• **SOURCE DOCUMENT**
As a percussionist receiving his conservatory training in the late 1970's-early 1980's, I found that I had a perspective that was nearly opposite to that of most of the other instrumentalists at my school. Whereas the violinists (for instance) had hundreds of years of technical developments (of both instrument and technique) and repertoire to draw upon, the instruments, techniques and repertoire that I was steeped in came of age mostly during the 20th century (with orchestral timpani being the primary exception). Consequently, the musical styles and artistic/philosophical ideas of that time became my musical "first language" (still are, to some extent) while I was surrounded by students who were primarily absorbing the music and aesthetics of the 18th-19th centuries. The music I was playing looked different on the printed page (sometimes radically so) and sounded different (also sometimes radically so). Although what I was doing was well within the mainstream of the contemporary music scene of the time, I was viewed by some as a bit of an iconoclast and I got into plenty of arguments. I was always surprised by the fact that so many students my age were more comfortable with musical ideas from the world of a hundred or more years previous than they were with the ideas of their own time. (I should point out that the foregoing is a bit of an oversimplification; although the polarization described did exist, there actually were a few non-percussionists who were supportive of new music and for my part, I enthusiastically studied the music of the past-I wasn't exclusively obsessed with contemporary music).



mmsbls said:


> 2) Assuming my daughter's experience is truly indicative of performance majors in general, is that a serious problem for the future of classical music?


No, although music from the past generally draws larger audiences than the more modern stuff, contemporary music does have an audience and there are plenty of composers around. Humans aren't done composing and listening to new music yet.


----------



## Chordalrock (Jan 21, 2014)

some guy said:


> It's constantly stretching my ears and my heart and my mind. Where's the downside to _that?_


There could be a downside: becoming less sensitive to things like tonal tension and the differences between harmony and discord. I believe Mozart heard his music rather differently than people who grew up on atonal stuff.

Of course, while there may be this downside that you no longer enjoy older composers as strongly or in the same manner, there is also the positive effect that you can enjoy a wider set of experiences.

Without taking sides, I think that's pretty much how it is and looked at in this way, it makes some amount of sense to set limits to your listening habits.


----------



## Guest (Mar 21, 2014)

There are more and more performers who are specializing in new music. At least it seems that way to me. I'm of course going by the people I meet at new music festivals, where you would expect to see just that.

I have talked with composers who also have teaching jobs at universities, too. One of them thinks that if kids, who can make all sorts of noises on their instruments, could be encouraged to explore that way instead of being trained to do only a few things, avoiding all the rest, that there would be a lot more interest among performers to play new music.

I know that when I was a kid, learning trumpet, I did all sorts of things with that instrument. But there was zero encouragement from parents and teachers, and I learned to bend all my efforts toward playing only what was necessary to do Haydn's trumpet concerto well. (Which I never managed to do, by the way.) Recently, I was at a concert that featured a new music trumpet virtuouso--half the things she did were things I had done as a kid just dinking around. The other half made me wish I still played trumpet, 'cause I'd really like to try those things out!!

Oh well.

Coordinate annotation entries
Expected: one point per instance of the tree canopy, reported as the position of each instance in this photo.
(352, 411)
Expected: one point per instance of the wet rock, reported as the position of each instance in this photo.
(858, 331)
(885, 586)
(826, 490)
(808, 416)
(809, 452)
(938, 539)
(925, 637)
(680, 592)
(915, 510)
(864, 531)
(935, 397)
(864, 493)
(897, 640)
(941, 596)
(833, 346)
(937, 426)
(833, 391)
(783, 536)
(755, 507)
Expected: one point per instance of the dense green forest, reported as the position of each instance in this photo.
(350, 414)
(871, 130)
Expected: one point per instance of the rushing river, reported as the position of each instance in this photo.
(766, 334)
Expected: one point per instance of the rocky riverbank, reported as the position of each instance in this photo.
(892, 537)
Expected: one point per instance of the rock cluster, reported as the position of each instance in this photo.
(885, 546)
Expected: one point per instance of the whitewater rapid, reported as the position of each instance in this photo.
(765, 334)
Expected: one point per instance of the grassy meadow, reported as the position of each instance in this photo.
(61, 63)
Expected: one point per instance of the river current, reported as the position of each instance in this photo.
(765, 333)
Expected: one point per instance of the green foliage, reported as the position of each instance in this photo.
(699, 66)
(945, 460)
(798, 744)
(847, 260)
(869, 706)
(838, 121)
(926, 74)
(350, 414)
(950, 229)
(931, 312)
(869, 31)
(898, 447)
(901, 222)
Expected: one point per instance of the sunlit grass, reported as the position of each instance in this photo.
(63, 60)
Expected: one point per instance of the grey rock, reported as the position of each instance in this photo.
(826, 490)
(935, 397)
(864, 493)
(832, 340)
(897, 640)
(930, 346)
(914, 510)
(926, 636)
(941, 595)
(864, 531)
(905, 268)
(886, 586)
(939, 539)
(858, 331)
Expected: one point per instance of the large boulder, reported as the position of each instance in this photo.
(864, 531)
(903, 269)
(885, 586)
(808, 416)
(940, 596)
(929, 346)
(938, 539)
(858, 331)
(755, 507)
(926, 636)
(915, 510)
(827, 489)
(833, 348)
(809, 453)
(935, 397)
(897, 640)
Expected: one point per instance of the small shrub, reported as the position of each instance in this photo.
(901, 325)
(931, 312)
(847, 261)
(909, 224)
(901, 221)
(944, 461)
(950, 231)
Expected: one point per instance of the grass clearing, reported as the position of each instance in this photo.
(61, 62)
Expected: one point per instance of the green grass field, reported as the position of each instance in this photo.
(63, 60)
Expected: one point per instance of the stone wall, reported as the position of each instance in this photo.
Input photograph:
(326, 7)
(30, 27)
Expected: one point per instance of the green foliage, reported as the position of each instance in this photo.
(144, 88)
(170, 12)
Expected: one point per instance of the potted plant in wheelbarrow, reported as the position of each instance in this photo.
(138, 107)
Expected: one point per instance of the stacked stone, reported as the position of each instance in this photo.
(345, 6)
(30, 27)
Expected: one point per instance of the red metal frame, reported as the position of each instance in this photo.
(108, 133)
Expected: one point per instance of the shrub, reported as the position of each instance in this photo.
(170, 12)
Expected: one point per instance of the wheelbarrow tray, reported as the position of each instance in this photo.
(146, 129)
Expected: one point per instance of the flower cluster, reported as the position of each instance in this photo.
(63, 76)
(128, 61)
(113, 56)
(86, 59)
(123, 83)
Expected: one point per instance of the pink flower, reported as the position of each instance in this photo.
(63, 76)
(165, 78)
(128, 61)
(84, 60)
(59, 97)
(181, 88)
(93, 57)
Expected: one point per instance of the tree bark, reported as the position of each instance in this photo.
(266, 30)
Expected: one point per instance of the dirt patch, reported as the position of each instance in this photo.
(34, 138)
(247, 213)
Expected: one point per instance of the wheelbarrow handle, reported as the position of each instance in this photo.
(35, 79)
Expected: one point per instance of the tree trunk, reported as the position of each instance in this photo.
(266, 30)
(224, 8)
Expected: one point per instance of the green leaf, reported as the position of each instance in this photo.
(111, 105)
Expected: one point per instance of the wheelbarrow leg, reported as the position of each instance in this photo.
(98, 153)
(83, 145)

• **AIM OF THE EXERCISE**
In the forum thread on new music, what piece did the poster who learned trumpet as a kid focus all their efforts on playing well?

• **COMPLETE OUTPUT**
Haydn's trumpet concerto.